* [Fragmento]:

__________

Mediante un examen crítico de esta noción, tal como la presentan las
definiciones tradicionales, se ha tratado de demostrar recientemente que el
sacrificio consiste en el acto interno de conocer a Dios y de reconocer su
soberanía como Creador[1].
El sacrificio no exige, de suyo, esta o aquella materia ritual; y ni
siquiera una ceremonia litúrgica; es cierto. Pero también es verdad que para
ser una acción práctica transitiva, como todos los actos cultuales de la virtud
de religión, debe concluir en un término exterior concreto. Forma eminente de
justicia, connotativa de la idea de débito, la virtud de religión permanece in
actu primo, ineficaz, mientras no pasa, del reconocimiento de lo que debe,
al pago contante y sonante de la deuda. Con decirme a mí mismo que mi voluntad
debe someterse a la de Dios hasta el entero don de mi persona, estoy muy lejos
de haber cumplido un acto cultual religioso. Ese sometimiento debe ser actualizado
de alguna manera práctica. No se trata únicamente de poner un hecho externo que
le demuestre a Dios y nos persuada a nosotros mismos la sinceridad de
nuestro reconocimiento teórico. Se trata de poner un hecho externo que someta efectivamente
nuestro albedrío a la autoridad absoluta del que nos ha hecho libres. O de
aceptar, como emanado de la voluntad soberana de Dios, un hecho ajeno a la
nuestra y que nos ofrece, por contrariarnos de algún modo, la ocasión de
negarnos a nosotros mismos y de darnos al Autor de nuestro ser.

__________

* [Datos mostrados]:
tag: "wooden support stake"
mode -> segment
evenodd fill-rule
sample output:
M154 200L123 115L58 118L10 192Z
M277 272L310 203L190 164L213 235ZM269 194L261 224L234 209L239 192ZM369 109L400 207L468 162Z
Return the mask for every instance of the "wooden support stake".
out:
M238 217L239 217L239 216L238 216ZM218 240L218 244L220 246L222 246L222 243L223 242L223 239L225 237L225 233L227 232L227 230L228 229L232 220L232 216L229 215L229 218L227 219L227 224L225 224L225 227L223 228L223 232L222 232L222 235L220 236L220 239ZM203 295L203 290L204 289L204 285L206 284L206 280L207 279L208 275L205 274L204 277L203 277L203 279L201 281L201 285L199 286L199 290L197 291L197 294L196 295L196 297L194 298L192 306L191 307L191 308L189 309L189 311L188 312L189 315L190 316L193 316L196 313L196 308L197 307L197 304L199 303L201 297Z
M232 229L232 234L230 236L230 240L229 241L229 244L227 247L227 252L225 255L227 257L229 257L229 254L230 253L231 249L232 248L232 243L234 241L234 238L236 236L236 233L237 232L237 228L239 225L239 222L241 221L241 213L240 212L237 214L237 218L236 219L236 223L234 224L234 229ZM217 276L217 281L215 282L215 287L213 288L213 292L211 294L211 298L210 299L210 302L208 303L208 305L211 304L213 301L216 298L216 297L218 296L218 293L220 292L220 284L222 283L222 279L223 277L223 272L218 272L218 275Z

__________

* [Tareas a realizar]:
1. Transcriba el pasaje del fragmento sobre el sacrificio comprendido entre "Mediante un examen" y "soberanía como Creador[1].", ambos inclusive.
2. Extraiga de los registros cada línea en la que aparezca la cadena "wooden".

* [Soluciones]:
1.
Mediante un examen crítico de esta noción, tal como la presentan las
definiciones tradicionales, se ha tratado de demostrar recientemente que el
sacrificio consiste en el acto interno de conocer a Dios y de reconocer su
soberanía como Creador[1].

2.
tag: "wooden support stake"
Return the mask for every instance of the "wooden support stake".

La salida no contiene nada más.